* [Text excerpt]
The bell rings and they run to me, calling out my name, wanting jobs to do, to explore what they’ve helped make. “Can we hammer things?” asks a boy. “Can we help, can we help?” offer a group of girls. And they do; prising old nails from timber, guiding the blade of a handsaw, tightening clamps, using a tape measure, a square edge.

All the while, there are questions. “What’s a spirit level?” asks one, and I tell how my youngest boy once thought it an instrument to measure happiness. I say how with a spirit level and imagination you can build almost anything.

“Do you do this every day?” asks a girl. A boy offers: “My uncle can put this on Instagram.”

At a primary school working alongside children – five-, six-, seven-year-olds – making a garden space with them and their parents, what I’ve come to understand is this: children are keen always for a job to do – it is in their nature to be helpful – so listen to them and much can be learnt.

Listening. A verb, a doing word, has an etymological root in the wayback Icelandic word hlust, meaning ear. It’s an activity I’m not always good at, but an old dog and new tricks, and here’s a place to let others speak, give them a voice, let them say what’s on their mind.

Our task is to finish building a stick fence, a playground feature to showcase how a school community can shape its own spaces. We’d organised a bring-a-stick-to-school day – and the children, their families, responded with gusto. A whole forest of sticks arrived, like Birnam Wood coming to Dunsinane, carried, dragged and placed one-by-one in a pile that became the wonderful shape of a giant bird’s nest.

* [What is asked]
**a.** Repeat the part of the stick fence piece starting with "All the while, there" and going on through "build almost anything.".
**b.** In one to three sentences, explain why the stick fence piece says to listen to the children.
The entries that follow aren't needed for anything here.

* [Listed records]
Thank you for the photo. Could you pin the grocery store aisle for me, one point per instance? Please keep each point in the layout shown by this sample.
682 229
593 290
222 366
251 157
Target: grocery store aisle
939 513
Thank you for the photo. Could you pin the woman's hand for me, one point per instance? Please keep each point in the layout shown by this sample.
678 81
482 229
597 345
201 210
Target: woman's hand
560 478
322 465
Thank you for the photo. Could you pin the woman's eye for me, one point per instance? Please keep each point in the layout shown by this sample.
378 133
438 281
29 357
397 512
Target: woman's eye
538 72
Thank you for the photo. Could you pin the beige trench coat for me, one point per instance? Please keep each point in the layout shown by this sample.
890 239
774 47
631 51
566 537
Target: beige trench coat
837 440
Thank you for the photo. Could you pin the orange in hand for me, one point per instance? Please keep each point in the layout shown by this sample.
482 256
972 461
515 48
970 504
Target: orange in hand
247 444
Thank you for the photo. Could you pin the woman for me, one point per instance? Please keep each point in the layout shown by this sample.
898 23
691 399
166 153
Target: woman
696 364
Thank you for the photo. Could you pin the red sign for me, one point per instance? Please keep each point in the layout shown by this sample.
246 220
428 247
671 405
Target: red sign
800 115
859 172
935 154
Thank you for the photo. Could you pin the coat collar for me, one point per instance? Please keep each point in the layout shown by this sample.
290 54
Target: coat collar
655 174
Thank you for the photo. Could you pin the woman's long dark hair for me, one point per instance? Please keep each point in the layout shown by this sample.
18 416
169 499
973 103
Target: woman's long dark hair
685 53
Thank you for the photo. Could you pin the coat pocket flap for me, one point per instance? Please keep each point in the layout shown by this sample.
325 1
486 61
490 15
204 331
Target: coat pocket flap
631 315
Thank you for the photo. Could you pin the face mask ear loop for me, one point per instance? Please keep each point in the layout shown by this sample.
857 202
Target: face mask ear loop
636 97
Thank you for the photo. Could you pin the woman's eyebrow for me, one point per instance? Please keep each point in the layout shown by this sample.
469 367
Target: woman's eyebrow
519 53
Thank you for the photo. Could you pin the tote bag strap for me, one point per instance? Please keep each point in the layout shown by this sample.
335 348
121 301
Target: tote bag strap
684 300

* [Solution set]
**a.**
All the while, there are questions. “What’s a spirit level?” asks one, and I tell how my youngest boy once thought it an instrument to measure happiness. I say how with a spirit level and imagination you can build almost anything.

**b.** Children are always keen to have a job to do because it is in their nature to be helpful. Listening to them means much can be learned.